> **Work to complete**
Transcribe the data that follows precisely, omitting nothing.

> **Dataset extract**
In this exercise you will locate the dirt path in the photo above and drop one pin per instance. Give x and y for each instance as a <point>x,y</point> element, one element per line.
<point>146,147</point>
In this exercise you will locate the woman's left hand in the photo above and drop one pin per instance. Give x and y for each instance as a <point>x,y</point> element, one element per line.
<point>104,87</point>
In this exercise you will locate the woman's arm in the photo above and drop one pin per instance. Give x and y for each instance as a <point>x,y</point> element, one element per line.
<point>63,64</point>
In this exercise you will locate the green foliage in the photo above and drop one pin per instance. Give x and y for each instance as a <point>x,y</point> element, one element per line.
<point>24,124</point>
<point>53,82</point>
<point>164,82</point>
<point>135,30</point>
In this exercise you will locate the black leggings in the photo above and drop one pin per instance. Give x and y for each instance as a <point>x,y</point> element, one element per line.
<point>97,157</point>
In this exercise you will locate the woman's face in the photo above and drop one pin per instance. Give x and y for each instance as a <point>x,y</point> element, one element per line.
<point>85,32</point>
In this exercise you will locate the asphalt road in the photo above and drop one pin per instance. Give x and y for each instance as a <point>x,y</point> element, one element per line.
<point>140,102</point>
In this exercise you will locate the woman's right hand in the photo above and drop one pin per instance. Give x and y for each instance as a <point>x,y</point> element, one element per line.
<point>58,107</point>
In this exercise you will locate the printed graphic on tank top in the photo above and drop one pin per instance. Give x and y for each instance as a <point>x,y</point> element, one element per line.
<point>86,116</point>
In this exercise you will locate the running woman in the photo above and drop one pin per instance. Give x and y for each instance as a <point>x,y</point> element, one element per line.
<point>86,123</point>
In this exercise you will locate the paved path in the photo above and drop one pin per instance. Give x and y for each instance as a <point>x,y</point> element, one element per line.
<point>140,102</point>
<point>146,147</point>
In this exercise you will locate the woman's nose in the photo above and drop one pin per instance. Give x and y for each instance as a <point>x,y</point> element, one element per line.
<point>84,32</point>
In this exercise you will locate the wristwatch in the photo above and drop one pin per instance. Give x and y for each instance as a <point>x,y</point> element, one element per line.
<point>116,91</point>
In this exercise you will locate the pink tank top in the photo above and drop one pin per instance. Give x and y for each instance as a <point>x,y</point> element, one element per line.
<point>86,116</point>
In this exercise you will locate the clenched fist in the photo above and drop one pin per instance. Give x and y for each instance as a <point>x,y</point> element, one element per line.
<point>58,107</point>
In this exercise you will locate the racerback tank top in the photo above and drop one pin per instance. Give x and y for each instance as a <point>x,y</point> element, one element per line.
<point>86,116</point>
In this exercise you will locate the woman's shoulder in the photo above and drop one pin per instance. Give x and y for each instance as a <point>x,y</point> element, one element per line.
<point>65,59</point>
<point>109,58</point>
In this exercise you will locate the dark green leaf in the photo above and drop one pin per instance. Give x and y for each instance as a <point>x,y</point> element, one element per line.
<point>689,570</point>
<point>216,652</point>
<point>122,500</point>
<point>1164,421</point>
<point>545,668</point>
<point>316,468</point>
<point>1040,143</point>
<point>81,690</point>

> **Completed task**
In this exercise you will locate the dirt path in the photo above and drop one pin per instance. Give x and y for each instance as a <point>x,y</point> element, one element per line.
<point>146,147</point>
In this exercise you will locate the woman's left hand in the photo above and drop one pin per instance. Give x and y for each instance as a <point>x,y</point> element, one element per line.
<point>104,87</point>
In this exercise you will locate the woman's arm in the photo above and drop one pin per instance. Give x and y for each instance as a <point>x,y</point> element, one element per line.
<point>63,64</point>
In this exercise you will locate the green foliage in the photo above and drop one pin per instance. Give x and y for each instance as a <point>x,y</point> element, one element per line.
<point>24,124</point>
<point>53,82</point>
<point>164,82</point>
<point>135,30</point>
In this exercise you will locate the black leggings in the photo above and drop one pin per instance. Give x and y for each instance as a <point>x,y</point> element, one element per line.
<point>97,157</point>
In this exercise you will locate the woman's face in the photo above and drop one pin per instance. Give x and y for each instance as a <point>x,y</point> element, one element per line.
<point>85,32</point>
In this exercise you will locate the asphalt road in the photo above and drop one pin per instance. Give x and y for each instance as a <point>x,y</point> element, one element per line.
<point>140,102</point>
In this exercise you will locate the woman's right hand in the photo above and drop one pin per instance. Give x and y for each instance as a <point>x,y</point> element, one element per line.
<point>58,107</point>
In this exercise you will locate the printed graphic on tank top in the photo above and drop one pin per instance. Give x and y for each instance as a <point>x,y</point> element, one element per line.
<point>86,116</point>
In this exercise you will locate the running woman in the photo above and drop one pin per instance. Give x and y for each instance as a <point>x,y</point> element, one element per line.
<point>86,123</point>
In this exercise you will locate the paved path in the photo above and drop one pin per instance. Give x and y for each instance as a <point>x,y</point> element, one element per line.
<point>140,102</point>
<point>146,147</point>
In this exercise you will locate the woman's nose in the photo above and drop one pin per instance. Give x and y for each instance as a <point>x,y</point> element, one element per line.
<point>84,32</point>
In this exercise you will locate the wristwatch in the photo above and drop one pin per instance. Give x and y for each instance as a <point>x,y</point> element, one element per line.
<point>116,91</point>
In this exercise you will locate the pink tank top in the photo above and drop one pin per instance. Give x and y for each instance as a <point>x,y</point> element, one element per line.
<point>86,116</point>
In this exercise you will locate the clenched fist in the photo above and drop one pin per instance. Give x and y for each instance as a <point>x,y</point> element, one element per line.
<point>58,107</point>
In this exercise you will locate the racerback tank top in the photo above and drop one pin per instance. Give x and y for each instance as a <point>x,y</point> element, one element per line.
<point>86,116</point>
In this exercise you will locate the woman's shoulder in the photo above and drop one pin per instance. Give x and y for each instance as a <point>x,y</point> element, one element per line.
<point>65,59</point>
<point>109,58</point>
In this exercise you will locate the dark green leaf in the photo above and drop one pin per instance. Give x and y for each instance as a <point>x,y</point> element, one element per line.
<point>689,570</point>
<point>216,652</point>
<point>122,500</point>
<point>1164,421</point>
<point>545,668</point>
<point>316,468</point>
<point>1040,143</point>
<point>81,690</point>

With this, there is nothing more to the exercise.